→ **Information given**:
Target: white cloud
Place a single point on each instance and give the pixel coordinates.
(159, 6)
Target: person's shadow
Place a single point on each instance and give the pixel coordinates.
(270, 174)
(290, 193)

→ **What to work on**:
When a line of the material holds the string "Target", copy that line.

→ **Result of the task**:
Target: white cloud
Target: person's shadow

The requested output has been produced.